▶ [TASK GOAL]
Will you return, word for word, only the lines from the top of the data below down to and including the one with "Please tag the shirt"?

▶ [DATA LISTING]
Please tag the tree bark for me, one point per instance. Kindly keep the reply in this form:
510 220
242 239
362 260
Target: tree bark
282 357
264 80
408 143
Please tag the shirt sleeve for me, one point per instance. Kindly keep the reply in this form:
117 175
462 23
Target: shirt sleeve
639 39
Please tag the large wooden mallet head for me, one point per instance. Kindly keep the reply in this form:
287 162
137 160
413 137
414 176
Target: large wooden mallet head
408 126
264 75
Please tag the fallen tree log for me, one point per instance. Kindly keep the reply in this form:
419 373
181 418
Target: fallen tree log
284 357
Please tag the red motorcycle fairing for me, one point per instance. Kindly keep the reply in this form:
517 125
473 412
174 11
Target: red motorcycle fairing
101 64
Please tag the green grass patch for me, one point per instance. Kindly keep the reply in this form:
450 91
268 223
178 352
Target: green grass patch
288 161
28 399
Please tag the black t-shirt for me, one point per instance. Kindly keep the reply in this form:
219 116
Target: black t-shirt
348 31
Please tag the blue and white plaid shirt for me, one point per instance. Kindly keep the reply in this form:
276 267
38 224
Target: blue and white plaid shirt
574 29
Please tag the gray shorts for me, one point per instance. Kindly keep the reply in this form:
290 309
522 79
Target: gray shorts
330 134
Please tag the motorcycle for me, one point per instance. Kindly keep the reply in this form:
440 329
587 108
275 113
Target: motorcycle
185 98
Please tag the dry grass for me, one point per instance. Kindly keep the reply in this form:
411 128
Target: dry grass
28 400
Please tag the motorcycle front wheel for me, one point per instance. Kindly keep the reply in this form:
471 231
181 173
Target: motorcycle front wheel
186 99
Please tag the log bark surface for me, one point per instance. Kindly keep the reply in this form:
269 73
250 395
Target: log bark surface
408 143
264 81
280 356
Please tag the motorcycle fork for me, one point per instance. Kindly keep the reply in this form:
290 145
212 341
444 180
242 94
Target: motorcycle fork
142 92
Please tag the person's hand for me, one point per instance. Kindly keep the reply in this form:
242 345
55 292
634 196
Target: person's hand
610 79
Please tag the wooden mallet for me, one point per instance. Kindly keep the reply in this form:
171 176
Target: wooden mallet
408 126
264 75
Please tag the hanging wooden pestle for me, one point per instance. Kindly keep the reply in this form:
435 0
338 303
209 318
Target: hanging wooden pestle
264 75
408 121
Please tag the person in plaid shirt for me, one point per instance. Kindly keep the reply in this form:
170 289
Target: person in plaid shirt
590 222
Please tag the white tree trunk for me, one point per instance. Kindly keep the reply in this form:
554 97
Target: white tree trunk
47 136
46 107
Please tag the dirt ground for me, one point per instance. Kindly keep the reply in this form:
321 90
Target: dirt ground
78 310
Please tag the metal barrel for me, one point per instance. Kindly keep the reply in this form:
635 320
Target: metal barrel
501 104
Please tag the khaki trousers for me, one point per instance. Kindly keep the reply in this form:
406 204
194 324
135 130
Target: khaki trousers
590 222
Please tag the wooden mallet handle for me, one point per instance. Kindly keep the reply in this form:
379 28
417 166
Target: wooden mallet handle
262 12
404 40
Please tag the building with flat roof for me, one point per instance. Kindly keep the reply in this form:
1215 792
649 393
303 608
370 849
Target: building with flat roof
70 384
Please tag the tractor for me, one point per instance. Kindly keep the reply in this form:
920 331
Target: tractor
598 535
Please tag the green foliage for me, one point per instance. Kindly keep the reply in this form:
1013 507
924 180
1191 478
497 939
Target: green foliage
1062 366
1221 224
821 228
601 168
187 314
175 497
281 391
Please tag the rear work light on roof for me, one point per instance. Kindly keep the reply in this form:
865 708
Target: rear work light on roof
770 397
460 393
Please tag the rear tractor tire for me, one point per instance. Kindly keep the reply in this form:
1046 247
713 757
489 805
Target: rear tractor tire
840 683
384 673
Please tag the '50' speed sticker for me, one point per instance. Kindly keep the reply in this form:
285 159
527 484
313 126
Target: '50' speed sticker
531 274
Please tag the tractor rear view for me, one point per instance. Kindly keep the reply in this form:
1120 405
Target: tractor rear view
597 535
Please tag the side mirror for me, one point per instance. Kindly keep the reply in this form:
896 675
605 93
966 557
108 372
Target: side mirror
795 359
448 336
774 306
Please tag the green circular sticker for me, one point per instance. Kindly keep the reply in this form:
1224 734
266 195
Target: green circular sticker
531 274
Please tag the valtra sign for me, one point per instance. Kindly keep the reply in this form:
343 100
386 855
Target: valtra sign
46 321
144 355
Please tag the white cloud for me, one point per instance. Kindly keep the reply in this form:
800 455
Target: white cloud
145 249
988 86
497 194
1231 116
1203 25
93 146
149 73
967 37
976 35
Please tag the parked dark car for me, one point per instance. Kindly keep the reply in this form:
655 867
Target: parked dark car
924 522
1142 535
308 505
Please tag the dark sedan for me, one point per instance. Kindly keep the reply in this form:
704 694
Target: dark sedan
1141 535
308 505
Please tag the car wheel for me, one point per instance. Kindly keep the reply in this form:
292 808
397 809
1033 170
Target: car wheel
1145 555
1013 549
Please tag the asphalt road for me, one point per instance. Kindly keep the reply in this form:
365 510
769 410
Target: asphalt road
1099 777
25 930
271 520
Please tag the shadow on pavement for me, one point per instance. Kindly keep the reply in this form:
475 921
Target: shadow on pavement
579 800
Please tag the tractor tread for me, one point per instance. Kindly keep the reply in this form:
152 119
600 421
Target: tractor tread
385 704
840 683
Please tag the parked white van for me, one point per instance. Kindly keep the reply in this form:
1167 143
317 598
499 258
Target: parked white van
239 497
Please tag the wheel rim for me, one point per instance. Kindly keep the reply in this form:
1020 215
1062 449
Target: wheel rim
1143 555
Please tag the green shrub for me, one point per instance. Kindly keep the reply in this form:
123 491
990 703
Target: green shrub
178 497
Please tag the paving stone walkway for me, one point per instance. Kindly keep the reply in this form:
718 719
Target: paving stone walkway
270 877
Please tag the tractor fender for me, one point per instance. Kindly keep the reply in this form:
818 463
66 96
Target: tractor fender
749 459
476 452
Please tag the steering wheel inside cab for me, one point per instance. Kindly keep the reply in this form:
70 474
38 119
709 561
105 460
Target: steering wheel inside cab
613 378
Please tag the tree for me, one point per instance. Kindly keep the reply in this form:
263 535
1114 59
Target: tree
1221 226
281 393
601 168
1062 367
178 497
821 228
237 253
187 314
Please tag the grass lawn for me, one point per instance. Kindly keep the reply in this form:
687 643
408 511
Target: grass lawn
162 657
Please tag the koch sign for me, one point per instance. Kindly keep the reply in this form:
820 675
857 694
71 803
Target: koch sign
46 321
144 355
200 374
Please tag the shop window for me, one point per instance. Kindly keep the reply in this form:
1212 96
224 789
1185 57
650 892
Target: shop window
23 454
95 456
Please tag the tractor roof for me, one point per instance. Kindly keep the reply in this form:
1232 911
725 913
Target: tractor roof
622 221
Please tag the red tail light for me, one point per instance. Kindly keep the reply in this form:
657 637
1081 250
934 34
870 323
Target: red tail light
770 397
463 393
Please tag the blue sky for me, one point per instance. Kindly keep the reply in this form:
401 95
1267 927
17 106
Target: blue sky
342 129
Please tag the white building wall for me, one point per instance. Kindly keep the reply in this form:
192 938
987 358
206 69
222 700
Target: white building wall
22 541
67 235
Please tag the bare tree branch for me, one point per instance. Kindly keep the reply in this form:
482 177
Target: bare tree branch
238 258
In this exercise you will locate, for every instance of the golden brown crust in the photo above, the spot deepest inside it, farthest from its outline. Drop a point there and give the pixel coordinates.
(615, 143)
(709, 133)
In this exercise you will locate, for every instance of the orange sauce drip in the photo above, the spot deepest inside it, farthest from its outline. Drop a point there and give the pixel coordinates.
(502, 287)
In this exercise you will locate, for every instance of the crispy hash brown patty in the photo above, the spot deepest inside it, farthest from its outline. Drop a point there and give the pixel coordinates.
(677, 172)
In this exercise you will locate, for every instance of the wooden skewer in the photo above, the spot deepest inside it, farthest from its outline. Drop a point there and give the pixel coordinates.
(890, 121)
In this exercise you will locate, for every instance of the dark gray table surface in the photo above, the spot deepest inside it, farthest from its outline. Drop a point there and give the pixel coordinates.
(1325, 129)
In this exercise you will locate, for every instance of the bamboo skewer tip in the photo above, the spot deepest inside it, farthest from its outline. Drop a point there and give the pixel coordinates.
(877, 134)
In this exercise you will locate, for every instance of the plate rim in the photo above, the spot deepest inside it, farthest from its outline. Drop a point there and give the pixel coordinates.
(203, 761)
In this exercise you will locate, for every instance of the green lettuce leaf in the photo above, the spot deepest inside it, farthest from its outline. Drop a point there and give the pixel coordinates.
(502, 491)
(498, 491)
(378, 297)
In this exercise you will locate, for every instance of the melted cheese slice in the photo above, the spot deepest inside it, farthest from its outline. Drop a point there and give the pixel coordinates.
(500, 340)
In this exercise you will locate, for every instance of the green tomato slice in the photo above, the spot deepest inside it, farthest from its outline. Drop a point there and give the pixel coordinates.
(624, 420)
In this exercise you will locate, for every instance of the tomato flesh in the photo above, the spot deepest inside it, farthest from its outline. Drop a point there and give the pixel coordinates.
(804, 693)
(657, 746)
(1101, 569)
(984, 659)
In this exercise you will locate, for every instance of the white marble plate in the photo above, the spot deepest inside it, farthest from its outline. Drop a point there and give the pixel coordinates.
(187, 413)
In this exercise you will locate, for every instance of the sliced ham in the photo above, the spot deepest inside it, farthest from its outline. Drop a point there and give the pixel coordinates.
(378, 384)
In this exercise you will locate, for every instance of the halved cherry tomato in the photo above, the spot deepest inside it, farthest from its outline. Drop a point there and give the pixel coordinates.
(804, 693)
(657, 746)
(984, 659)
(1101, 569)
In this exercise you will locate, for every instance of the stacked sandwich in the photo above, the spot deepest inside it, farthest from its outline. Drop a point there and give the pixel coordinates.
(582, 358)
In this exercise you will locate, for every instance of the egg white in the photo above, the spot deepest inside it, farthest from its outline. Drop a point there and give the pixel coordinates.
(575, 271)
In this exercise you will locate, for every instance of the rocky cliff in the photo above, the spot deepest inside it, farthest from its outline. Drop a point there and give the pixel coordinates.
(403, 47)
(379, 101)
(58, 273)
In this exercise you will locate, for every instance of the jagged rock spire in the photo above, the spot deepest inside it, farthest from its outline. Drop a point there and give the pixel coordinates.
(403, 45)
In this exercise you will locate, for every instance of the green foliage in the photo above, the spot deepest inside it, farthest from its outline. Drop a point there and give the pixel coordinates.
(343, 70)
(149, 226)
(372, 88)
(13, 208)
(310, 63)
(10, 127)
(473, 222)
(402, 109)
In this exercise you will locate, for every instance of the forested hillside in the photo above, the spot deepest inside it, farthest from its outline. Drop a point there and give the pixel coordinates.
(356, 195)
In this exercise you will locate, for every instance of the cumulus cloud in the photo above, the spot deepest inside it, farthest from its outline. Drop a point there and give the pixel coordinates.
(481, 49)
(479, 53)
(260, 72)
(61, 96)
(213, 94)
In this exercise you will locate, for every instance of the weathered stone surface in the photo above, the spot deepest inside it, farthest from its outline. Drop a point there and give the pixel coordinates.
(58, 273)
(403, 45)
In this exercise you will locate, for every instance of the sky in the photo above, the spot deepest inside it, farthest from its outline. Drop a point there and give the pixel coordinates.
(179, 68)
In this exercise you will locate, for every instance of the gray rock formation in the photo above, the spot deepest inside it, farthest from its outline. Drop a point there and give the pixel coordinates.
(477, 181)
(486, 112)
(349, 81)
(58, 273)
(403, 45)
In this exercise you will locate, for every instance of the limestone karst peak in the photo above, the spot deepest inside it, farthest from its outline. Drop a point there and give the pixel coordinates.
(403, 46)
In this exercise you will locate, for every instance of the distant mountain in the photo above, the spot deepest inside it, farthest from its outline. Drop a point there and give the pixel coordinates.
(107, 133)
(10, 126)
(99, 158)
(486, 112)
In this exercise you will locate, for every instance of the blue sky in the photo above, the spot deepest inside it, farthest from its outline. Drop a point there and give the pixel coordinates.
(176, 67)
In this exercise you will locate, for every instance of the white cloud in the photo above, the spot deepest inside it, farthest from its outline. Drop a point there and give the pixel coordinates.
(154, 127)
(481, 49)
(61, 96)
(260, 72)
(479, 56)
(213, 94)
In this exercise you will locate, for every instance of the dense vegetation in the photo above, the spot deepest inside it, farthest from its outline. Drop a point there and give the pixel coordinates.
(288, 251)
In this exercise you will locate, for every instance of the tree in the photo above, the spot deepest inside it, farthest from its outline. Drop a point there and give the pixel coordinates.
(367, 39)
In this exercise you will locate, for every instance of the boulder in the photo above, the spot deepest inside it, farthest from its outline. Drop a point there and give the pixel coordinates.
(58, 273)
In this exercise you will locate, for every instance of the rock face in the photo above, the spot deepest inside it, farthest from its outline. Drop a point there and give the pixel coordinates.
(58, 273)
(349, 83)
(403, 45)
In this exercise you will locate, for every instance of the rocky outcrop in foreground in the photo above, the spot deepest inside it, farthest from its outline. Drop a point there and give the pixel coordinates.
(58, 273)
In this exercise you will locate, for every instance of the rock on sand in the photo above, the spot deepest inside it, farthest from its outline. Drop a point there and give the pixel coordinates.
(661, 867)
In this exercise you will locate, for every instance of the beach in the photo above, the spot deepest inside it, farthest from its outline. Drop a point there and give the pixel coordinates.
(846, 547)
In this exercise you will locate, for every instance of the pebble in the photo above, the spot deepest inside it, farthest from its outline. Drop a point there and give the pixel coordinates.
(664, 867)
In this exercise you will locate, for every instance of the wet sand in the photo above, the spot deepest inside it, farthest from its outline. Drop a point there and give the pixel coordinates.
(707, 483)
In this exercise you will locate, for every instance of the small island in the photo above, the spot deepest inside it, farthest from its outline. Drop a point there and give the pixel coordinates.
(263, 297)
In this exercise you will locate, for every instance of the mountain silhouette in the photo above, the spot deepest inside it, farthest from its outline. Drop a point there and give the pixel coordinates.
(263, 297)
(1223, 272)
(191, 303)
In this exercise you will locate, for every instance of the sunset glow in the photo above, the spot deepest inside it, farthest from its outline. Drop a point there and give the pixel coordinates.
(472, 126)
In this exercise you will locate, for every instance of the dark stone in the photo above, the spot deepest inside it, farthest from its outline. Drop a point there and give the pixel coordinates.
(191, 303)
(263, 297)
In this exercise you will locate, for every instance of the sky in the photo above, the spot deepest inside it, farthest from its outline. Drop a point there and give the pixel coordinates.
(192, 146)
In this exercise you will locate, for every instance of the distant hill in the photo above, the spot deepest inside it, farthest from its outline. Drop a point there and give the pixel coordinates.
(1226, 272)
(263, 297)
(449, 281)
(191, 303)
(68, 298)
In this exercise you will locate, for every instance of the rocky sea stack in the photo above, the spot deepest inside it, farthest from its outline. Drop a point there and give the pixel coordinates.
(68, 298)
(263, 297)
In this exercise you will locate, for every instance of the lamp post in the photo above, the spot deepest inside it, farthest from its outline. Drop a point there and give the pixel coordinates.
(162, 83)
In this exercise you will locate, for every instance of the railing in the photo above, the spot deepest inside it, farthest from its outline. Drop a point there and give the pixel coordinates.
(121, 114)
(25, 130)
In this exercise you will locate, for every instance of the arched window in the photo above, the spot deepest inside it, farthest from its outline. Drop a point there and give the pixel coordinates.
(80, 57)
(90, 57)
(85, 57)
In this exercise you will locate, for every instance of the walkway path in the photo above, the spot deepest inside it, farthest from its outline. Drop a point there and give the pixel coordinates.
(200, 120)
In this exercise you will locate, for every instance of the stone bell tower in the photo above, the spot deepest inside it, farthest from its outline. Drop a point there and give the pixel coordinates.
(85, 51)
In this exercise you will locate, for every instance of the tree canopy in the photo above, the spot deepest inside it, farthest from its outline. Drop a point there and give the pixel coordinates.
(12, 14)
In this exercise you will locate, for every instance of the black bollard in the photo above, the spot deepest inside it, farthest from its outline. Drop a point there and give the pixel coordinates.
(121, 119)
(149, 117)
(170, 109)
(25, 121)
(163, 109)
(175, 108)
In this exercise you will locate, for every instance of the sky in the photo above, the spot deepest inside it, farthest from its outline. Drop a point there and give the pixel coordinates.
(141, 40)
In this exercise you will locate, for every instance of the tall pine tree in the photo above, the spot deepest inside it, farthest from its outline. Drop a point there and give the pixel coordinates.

▶ [RESPONSE BOX]
Please tag the tree bark for me, one point per instance. Kindly keep the reply in this form:
510 220
242 239
362 260
Target: tree bark
282 357
264 80
408 143
Please tag the shirt sleeve for me, one point per instance. Kindly keep the reply in this form:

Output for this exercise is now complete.